• Work to complete: Write out the whole listing again, exactly.
── Input data ──
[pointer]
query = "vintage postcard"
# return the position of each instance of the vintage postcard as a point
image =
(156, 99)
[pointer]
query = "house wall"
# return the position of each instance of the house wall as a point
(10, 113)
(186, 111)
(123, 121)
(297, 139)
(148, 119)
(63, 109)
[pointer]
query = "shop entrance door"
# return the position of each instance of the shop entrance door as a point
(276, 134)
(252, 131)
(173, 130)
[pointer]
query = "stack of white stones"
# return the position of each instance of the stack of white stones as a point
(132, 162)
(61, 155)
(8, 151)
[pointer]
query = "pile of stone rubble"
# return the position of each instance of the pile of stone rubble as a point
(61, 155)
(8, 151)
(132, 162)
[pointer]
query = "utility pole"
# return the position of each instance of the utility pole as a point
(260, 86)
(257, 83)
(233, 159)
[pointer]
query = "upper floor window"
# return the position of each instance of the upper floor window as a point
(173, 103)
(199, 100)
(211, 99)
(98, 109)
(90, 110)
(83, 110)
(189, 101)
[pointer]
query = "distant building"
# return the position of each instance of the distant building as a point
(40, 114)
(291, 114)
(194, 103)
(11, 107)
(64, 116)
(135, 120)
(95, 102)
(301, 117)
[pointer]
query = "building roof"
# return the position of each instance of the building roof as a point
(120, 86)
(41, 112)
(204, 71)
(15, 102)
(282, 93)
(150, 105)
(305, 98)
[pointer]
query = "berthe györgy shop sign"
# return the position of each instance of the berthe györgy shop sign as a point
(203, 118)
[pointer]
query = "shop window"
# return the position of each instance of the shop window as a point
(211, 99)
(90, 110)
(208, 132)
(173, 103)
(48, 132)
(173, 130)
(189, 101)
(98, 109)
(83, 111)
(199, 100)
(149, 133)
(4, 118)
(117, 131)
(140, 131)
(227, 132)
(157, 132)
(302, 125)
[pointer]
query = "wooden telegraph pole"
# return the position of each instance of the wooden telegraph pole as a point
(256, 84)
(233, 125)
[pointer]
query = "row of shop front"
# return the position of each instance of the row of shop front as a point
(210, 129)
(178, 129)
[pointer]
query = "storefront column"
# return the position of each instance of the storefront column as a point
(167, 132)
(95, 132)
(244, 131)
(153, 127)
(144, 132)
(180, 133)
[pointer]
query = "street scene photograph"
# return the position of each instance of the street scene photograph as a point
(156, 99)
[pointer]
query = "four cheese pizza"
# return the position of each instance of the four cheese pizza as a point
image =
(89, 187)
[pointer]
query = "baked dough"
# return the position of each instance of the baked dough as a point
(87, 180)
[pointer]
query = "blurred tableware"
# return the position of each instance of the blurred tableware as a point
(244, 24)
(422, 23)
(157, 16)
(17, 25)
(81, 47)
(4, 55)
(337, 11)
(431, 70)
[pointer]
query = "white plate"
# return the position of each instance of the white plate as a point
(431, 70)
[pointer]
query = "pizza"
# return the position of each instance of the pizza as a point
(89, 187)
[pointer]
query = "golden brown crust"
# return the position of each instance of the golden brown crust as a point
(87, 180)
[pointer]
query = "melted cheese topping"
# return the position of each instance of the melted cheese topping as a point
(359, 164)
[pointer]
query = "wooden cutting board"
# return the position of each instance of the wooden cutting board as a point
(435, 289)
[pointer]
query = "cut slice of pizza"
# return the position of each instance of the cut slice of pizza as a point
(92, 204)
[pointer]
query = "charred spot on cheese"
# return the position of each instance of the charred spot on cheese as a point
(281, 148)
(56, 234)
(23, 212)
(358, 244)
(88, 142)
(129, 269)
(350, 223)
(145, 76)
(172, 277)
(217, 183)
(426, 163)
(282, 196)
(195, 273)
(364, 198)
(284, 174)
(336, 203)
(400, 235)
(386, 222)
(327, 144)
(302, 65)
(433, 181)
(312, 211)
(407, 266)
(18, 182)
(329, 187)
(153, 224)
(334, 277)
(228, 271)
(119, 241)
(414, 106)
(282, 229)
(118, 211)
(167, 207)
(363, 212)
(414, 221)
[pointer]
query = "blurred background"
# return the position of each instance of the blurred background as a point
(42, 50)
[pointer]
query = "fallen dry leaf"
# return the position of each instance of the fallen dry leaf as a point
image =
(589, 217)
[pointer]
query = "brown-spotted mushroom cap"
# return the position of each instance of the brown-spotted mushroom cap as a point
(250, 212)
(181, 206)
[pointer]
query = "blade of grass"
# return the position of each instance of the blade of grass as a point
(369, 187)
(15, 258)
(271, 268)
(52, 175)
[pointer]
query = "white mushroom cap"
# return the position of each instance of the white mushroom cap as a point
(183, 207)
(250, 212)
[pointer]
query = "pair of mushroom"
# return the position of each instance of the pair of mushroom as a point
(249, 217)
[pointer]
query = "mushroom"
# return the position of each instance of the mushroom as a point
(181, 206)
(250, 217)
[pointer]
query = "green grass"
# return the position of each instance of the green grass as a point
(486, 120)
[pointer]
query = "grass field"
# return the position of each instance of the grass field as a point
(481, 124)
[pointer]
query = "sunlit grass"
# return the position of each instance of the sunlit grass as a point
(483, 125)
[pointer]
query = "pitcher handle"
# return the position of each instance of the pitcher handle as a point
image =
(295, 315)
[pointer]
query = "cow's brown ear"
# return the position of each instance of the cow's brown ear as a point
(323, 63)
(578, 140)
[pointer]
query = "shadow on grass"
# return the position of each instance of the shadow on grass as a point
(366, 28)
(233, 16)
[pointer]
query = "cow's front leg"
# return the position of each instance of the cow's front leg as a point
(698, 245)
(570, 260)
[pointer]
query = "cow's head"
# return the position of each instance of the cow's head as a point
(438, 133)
───
• Exercise response:
[pointer]
query = "vintage postcard"
# return the position of each instance of the vintage postcard as a point
image =
(156, 99)
[pointer]
query = "house wall"
# return the position of each instance of the house wall as a point
(10, 113)
(186, 111)
(123, 121)
(297, 139)
(148, 119)
(63, 109)
[pointer]
query = "shop entrance door"
# return the position of each instance of the shop entrance door as a point
(276, 134)
(252, 131)
(173, 130)
[pointer]
query = "stack of white stones"
# return the position of each instance of the stack of white stones as a point
(132, 162)
(61, 155)
(8, 151)
[pointer]
query = "pile of stone rubble"
# return the position of each instance of the pile of stone rubble as a point
(61, 155)
(8, 151)
(132, 162)
[pointer]
query = "utility pole"
# return the position of each instance of the utility pole as a point
(260, 86)
(257, 83)
(233, 159)
[pointer]
query = "upper floor window"
# return the position of each instance of the upper floor window as a point
(173, 103)
(199, 100)
(211, 99)
(98, 109)
(90, 110)
(83, 110)
(189, 101)
[pointer]
query = "distant building"
# return the position of each instance of the distant building as a point
(40, 114)
(291, 114)
(194, 103)
(11, 107)
(64, 116)
(135, 120)
(95, 102)
(301, 117)
[pointer]
query = "building roof"
# return the position of each instance of the building roof as a point
(120, 86)
(41, 112)
(204, 71)
(15, 102)
(282, 93)
(150, 105)
(305, 98)
[pointer]
query = "berthe györgy shop sign"
# return the position of each instance of the berthe györgy shop sign as a point
(203, 118)
[pointer]
query = "shop window"
# return the position of each instance of the shop window as a point
(211, 99)
(90, 110)
(208, 132)
(173, 103)
(48, 132)
(173, 130)
(189, 101)
(98, 109)
(83, 111)
(199, 100)
(149, 133)
(4, 118)
(117, 131)
(140, 131)
(227, 132)
(157, 132)
(302, 125)
[pointer]
query = "wooden telegraph pole"
# return the position of each instance of the wooden telegraph pole as a point
(256, 84)
(233, 125)
[pointer]
query = "row of shop front"
# return the position of each instance of the row of shop front as a point
(210, 129)
(178, 129)
[pointer]
query = "storefront column"
# return the position of each instance of the storefront column as a point
(167, 132)
(95, 132)
(244, 131)
(153, 127)
(144, 132)
(180, 133)
[pointer]
query = "street scene photograph"
# return the position of each instance of the street scene photograph as a point
(156, 99)
[pointer]
query = "four cheese pizza"
# return the position of each instance of the four cheese pizza as a point
image =
(89, 187)
[pointer]
query = "baked dough"
# return the position of each instance of the baked dough as a point
(87, 180)
[pointer]
query = "blurred tableware"
# return the position of each instance of the blurred tableware as a point
(244, 24)
(422, 23)
(157, 16)
(17, 25)
(81, 47)
(4, 55)
(337, 11)
(431, 70)
[pointer]
query = "white plate"
# return the position of each instance of the white plate as a point
(431, 70)
[pointer]
query = "pizza"
# return the position of each instance of the pizza as a point
(89, 187)
[pointer]
query = "golden brown crust"
# return the position of each instance of the golden brown crust as a point
(87, 180)
[pointer]
query = "melted cheese topping"
# return the position of each instance of the melted cheese topping as a point
(359, 164)
[pointer]
query = "wooden cutting board"
# return the position of each instance of the wooden cutting board as a point
(435, 289)
[pointer]
query = "cut slice of pizza"
# return the position of each instance of the cut slice of pizza as a point
(92, 204)
[pointer]
query = "charred spot on cheese"
# return the position of each instance of the charred spot on cheese as a point
(281, 148)
(56, 234)
(23, 212)
(358, 244)
(88, 142)
(129, 269)
(350, 223)
(145, 76)
(172, 277)
(217, 183)
(426, 163)
(282, 196)
(195, 273)
(364, 198)
(284, 174)
(336, 203)
(400, 235)
(386, 222)
(327, 144)
(302, 65)
(433, 181)
(312, 211)
(407, 266)
(18, 182)
(329, 187)
(153, 224)
(334, 277)
(228, 271)
(119, 241)
(414, 106)
(282, 229)
(118, 211)
(167, 207)
(363, 212)
(414, 221)
[pointer]
query = "blurred background"
# return the position of each instance of the blurred background as a point
(42, 50)
[pointer]
query = "fallen dry leaf"
# return the position of each instance of the fallen dry leaf as a point
image =
(589, 217)
[pointer]
query = "brown-spotted mushroom cap"
# return the position of each instance of the brown-spotted mushroom cap as a point
(250, 212)
(181, 206)
[pointer]
query = "blade of grass"
# return the position of each instance of the blade of grass as a point
(369, 187)
(15, 258)
(271, 268)
(52, 175)
[pointer]
query = "white mushroom cap"
# return the position of each instance of the white mushroom cap as a point
(183, 207)
(250, 212)
[pointer]
query = "pair of mushroom"
# return the position of each instance of the pair of mushroom as a point
(249, 217)
[pointer]
query = "mushroom"
# return the position of each instance of the mushroom as a point
(181, 206)
(250, 217)
[pointer]
query = "green grass"
# return the position of each instance of the green grass as a point
(486, 120)
[pointer]
query = "grass field"
# return the position of each instance of the grass field as a point
(481, 124)
[pointer]
query = "sunlit grass"
# return the position of each instance of the sunlit grass as a point
(483, 125)
[pointer]
query = "pitcher handle"
# return the position of each instance of the pitcher handle as a point
image =
(295, 315)
[pointer]
query = "cow's brown ear"
# return the position of each instance of the cow's brown ear as a point
(323, 63)
(578, 140)
[pointer]
query = "shadow on grass"
# return the position of each instance of the shadow on grass as a point
(366, 28)
(233, 16)
[pointer]
query = "cow's front leg"
# return the position of each instance of the cow's front leg as a point
(698, 245)
(570, 260)
[pointer]
query = "cow's head"
# return the position of each instance of the cow's head as a point
(438, 133)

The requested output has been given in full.